Given passage
== Segment start ==

Ubah Cristina Ali Farah (born 1973 in Verona, Italy) is an Italian writer of mixed Italian and Somali descent.

== Biography ==
Born in Italy to a Somali father and an Italian mother, Farah grew up in Mogadishu, the capital of Somalia. She attended an Italian school there until the Somalia Civil War broke out in 1991.

Farah and her family subsequently relocated to Pécs, Hungary, but then later moved back to her birthplace, Verona, Italy. There, she obtained an Italian Lettere University degree at La Sapienza University in Rome, since 2013 she resides in Brussels (Belgium).

== Literary career ==
Ubah Cristina Ali Farah is a Somali Italian poet, novelist, playwright, librettist and oral performer. She has published three novels, Madre piccola (Little mother); Il comandante del fiume (The commander of the river); and Le stazioni della luna (The stations of the moon). In 2011, Indiana University Press published Madre piccola, translated by Giovanna Bellesia. She holds a Ph.D. in African Studies and has been invited to present her work in numerous countries worldwide. She is the recipient of the Lingua Madre and Vittorini Prizes. She participated in the University of Iowa’s International Writing Program (2017), in the MEET (Maison des Écrivains Étrangers et des Traducteurs) and Art Omi Residencies (2018). She has been a Civitella Ranieri Foundation Fellow and La Marelle Writer in residence in 2019. Recently she worked on a rewriting of the Antigone and on a libretto taken from found stories in Matera. She has just taken up an artist-in-residence fellowship at Stellenbosch Institute for Advanced Studies for the first semester 2020.

== Segment end ==

Work instructions
1. Revise the part of the Ubah Cristina Ali Farah biography that opens with the words containing "Ubah Cristina Ali Farah (born" and closes with "in Brussels (Belgium).", replacing "Verona" with "Milan".
2. Extend the Ubah Cristina Ali Farah biography, picking up right after its final sentence.

Dataset

== Segment start ==

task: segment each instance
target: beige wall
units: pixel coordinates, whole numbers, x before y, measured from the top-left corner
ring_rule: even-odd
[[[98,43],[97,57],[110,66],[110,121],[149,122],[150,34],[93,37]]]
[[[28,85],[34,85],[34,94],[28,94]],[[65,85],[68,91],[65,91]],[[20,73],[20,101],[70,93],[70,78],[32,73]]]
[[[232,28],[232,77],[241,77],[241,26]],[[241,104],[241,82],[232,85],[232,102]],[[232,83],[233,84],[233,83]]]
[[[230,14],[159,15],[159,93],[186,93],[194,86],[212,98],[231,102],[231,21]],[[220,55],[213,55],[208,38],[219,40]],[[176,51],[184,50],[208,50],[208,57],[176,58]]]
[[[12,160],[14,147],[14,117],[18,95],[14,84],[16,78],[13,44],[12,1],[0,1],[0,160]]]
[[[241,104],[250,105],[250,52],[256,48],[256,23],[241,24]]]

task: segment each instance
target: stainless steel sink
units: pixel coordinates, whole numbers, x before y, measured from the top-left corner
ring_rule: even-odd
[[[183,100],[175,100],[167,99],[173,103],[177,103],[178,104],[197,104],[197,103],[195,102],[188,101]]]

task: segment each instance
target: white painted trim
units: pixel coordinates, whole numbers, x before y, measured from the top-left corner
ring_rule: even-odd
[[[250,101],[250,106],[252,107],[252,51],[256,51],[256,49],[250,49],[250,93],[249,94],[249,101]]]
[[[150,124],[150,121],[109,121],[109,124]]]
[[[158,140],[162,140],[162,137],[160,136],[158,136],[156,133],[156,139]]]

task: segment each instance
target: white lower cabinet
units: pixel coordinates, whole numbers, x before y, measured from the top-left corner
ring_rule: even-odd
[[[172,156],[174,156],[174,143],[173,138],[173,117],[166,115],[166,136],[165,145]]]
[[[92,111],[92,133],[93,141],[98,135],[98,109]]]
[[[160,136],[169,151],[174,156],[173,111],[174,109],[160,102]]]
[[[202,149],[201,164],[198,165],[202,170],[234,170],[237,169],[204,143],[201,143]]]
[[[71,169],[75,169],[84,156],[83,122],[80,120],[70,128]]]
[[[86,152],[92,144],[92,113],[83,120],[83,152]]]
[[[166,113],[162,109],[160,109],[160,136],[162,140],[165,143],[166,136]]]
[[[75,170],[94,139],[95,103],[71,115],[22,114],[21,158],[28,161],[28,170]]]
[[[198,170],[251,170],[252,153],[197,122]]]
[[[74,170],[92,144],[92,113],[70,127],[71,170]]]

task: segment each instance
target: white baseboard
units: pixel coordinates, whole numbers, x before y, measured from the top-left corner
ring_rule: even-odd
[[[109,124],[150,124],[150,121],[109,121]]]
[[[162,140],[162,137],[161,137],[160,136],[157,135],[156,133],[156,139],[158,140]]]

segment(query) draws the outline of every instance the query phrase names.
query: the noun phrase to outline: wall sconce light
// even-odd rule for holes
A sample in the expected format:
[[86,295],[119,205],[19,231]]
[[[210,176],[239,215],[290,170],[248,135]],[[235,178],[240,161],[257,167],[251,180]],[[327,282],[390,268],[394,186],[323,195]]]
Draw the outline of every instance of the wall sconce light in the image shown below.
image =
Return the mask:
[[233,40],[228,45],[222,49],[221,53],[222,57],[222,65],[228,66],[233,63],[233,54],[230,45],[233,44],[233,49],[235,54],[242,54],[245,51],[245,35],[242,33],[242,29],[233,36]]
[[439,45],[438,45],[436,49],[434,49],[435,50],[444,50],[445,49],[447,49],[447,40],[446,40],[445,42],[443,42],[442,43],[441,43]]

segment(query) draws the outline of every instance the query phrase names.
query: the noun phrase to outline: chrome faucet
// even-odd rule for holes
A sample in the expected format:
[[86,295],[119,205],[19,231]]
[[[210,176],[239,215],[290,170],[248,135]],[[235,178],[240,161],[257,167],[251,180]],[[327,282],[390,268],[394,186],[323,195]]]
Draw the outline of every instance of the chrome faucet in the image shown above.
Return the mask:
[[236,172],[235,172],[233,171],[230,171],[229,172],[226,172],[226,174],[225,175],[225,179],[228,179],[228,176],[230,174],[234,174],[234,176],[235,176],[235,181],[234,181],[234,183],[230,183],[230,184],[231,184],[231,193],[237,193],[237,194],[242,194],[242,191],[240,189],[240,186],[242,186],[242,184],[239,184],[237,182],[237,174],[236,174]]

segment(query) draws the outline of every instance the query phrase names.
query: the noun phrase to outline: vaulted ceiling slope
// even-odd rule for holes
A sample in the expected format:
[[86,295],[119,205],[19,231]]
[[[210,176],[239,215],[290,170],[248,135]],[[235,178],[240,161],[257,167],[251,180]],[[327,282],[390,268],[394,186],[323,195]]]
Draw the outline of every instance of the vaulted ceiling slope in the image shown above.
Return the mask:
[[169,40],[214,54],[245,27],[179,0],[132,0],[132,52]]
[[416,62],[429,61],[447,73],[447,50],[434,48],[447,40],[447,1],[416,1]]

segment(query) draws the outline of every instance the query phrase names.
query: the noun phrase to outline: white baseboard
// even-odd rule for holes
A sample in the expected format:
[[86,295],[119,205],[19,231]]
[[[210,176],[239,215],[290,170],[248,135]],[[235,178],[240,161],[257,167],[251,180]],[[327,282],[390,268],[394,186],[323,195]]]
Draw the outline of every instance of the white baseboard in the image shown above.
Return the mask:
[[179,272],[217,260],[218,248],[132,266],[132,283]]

== Segment end ==

Answers per task
1.
Ubah Cristina Ali Farah (born 1973 in Milan, Italy) is an Italian writer of mixed Italian and Somali descent.

== Biography ==
Born in Italy to a Somali father and an Italian mother, Farah grew up in Mogadishu, the capital of Somalia. She attended an Italian school there until the Somalia Civil War broke out in 1991.

Farah and her family subsequently relocated to Pécs, Hungary, but then later moved back to her birthplace, Milan, Italy. There, she obtained an Italian Lettere University degree at La Sapienza University in Rome, since 2013 she resides in Brussels (Belgium).

2.
In addition to her fictional works, Farah has also published a book on the history, rise, and common themes of Somali folk theatre from 1940 to 1990.

In November 2020 Meet Editions will publish a bilingual (French and Italian) collection of her short stories. She is working with Belgian artist and illustrator Goele Dewanckel on a Serigraphic book to be published next year by Else Edizioni.

She is currently a UNDP consultant for a project on Oral Historiography for Peace Building in Somalia.

==See also==
- Italian Somalians

== Bibliography ==
- Ai confini del verso: Poesia della migrazione in italiano (At the boundaries of verse. Poetry of migration), Florence: Le Lettere, 2006.
- A New Map: The poetry of Migrant Writers in Italy, texts collected by Mia Lecomte et Luigi Bonaffini, Green Integer, Los Angeles, 2007.
- Madre piccola ("Little Mother"), Frassinelli, 2007.
- Il comandante del fiume (The commander of the river), 66th and 2nd, 2014
- LATITUDE Rethinking Power Relations – for a decolonised and non-racial world , 2021.
- Simone Brioni. The Somali Within. Language, Race and Belonging in 'Minor' Italian Literature. Cambridge: Legenda 2015.